**Given data:**
+ + +
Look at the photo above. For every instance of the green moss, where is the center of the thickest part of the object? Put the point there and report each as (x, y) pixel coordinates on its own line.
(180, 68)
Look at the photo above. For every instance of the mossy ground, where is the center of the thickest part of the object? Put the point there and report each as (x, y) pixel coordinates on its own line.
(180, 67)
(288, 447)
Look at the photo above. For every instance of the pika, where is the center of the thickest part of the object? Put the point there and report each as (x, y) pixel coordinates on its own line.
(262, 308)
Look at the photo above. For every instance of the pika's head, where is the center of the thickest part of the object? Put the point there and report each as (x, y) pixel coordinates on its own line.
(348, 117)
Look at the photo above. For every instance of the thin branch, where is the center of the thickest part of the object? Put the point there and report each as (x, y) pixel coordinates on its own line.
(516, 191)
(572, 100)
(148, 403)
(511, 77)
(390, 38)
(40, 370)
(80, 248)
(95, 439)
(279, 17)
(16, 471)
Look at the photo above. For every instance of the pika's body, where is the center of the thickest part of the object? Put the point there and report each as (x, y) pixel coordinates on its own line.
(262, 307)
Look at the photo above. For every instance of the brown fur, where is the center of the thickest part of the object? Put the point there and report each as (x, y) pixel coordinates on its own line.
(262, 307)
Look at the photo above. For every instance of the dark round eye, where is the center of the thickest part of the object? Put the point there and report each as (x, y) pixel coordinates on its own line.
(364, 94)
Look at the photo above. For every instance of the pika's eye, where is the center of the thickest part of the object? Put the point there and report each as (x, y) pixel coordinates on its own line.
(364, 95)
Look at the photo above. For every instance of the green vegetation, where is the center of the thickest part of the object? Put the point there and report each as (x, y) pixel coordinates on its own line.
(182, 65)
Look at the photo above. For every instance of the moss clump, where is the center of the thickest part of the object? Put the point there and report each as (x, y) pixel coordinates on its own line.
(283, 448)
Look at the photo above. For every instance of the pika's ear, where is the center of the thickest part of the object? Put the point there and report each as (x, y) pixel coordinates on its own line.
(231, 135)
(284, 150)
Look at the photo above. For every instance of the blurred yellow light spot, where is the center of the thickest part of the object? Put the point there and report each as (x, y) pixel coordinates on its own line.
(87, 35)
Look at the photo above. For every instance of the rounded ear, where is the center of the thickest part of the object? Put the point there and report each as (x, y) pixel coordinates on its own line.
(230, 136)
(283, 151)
+ + +
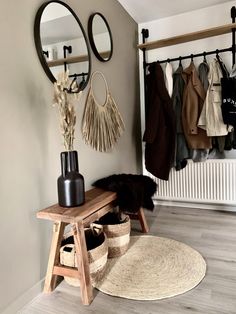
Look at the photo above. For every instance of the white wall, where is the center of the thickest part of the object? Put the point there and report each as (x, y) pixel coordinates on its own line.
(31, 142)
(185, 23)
+ + +
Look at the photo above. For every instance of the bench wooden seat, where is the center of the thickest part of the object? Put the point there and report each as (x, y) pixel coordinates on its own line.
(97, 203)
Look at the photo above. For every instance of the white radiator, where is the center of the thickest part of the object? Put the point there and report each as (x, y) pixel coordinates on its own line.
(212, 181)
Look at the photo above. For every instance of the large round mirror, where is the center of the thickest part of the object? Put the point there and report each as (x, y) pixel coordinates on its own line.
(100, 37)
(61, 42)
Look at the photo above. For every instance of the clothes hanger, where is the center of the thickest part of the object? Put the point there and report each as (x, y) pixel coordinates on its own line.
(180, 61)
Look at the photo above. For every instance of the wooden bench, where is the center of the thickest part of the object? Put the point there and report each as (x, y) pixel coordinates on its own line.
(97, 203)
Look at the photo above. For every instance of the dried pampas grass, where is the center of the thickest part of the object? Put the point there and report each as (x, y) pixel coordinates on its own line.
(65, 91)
+ + +
**Exercise requirements:** Pull out every row above that contains the word "white", matching case exactly.

**Final result:**
Look at the photo above. For every instance of the white wall, where is the center of the thickest part of the object? Put the point there and report each as (x, y) pixel coordinates on its own line.
Look at the photo above. For every instance of the white radiator, where is the center of the thickest part of the object? Put the point there and report each as (x, y) pixel coordinates on its own line.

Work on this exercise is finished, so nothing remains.